The task ▸
Set out exactly every line of the entries below, starting at the line that holds "of the dark" and stopping after the line that holds "of the white".

□ □ □

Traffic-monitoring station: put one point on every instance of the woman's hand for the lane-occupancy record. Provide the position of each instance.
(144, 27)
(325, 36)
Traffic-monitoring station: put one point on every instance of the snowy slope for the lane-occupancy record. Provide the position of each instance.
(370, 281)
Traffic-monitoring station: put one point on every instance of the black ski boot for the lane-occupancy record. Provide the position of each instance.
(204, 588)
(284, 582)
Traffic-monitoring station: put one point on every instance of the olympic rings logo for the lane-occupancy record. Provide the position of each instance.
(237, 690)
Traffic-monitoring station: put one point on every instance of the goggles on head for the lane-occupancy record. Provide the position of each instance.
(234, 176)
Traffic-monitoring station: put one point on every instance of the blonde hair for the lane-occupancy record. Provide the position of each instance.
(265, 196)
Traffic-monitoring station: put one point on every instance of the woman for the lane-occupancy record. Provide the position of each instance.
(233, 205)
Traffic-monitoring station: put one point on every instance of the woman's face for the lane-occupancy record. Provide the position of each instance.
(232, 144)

□ □ □

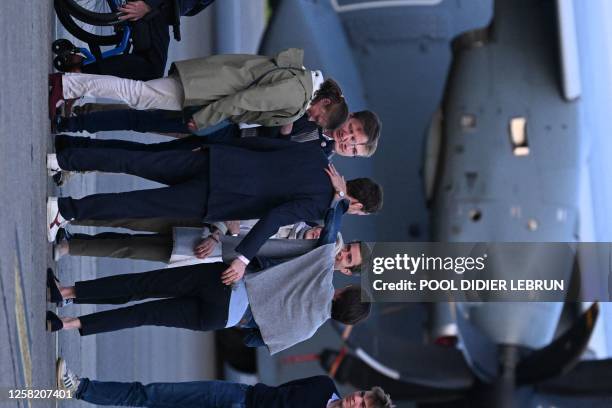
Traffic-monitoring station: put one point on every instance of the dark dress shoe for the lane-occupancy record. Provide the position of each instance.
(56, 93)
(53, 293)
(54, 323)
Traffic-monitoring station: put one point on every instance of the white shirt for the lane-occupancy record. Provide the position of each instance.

□ □ □

Solution for this exercise ▸
Traffic-monitoring station: put one point on every instance of the dark dress shoe for the lane-occupancy record. Provide the position of each instance.
(56, 93)
(53, 293)
(54, 323)
Traffic-monitoring station: put one point on every instance of the white shirt for the lane-occupancy record. Provide the position of each instance.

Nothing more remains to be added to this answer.